■ What is required: Please copy out, word for word, the lines from the first one up to and including the line with "For each instance, a".

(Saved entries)
** BEGIN **
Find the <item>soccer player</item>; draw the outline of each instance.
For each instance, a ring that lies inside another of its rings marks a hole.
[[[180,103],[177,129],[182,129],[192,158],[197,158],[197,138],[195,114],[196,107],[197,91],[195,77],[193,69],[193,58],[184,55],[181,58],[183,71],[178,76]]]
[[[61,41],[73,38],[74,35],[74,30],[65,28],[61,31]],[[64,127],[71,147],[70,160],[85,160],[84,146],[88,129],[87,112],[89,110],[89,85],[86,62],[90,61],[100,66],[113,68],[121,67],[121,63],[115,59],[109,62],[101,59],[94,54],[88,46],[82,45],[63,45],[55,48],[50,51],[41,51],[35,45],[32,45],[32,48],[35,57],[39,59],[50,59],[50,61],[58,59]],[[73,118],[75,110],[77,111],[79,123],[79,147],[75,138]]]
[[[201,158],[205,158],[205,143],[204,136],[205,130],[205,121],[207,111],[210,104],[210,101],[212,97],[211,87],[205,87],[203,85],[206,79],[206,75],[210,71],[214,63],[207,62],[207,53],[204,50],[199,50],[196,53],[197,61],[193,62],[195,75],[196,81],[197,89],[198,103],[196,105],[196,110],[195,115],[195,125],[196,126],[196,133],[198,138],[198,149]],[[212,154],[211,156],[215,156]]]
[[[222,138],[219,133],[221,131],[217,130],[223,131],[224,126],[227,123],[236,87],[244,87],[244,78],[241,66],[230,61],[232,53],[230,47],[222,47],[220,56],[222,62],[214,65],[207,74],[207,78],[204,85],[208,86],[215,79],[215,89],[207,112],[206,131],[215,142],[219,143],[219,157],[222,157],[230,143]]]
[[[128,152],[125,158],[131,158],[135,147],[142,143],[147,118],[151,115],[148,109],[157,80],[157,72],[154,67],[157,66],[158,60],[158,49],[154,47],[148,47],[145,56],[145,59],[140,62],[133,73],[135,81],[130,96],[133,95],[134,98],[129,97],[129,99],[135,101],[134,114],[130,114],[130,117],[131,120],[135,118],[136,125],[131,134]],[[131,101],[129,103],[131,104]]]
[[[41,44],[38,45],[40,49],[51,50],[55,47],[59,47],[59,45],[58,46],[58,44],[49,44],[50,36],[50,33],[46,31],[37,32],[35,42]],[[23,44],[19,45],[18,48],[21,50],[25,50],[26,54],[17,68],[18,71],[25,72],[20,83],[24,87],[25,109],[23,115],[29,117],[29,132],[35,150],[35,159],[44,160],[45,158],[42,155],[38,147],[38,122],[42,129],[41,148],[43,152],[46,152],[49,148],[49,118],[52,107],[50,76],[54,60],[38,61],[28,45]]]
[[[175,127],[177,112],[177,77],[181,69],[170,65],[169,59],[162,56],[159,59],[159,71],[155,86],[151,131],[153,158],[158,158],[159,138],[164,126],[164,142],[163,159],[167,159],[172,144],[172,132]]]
** END **
■ Answer to this task:
Find the <item>soccer player</item>; draw the outline of each instance.
For each instance, a ring that lies inside another of its rings marks a hole.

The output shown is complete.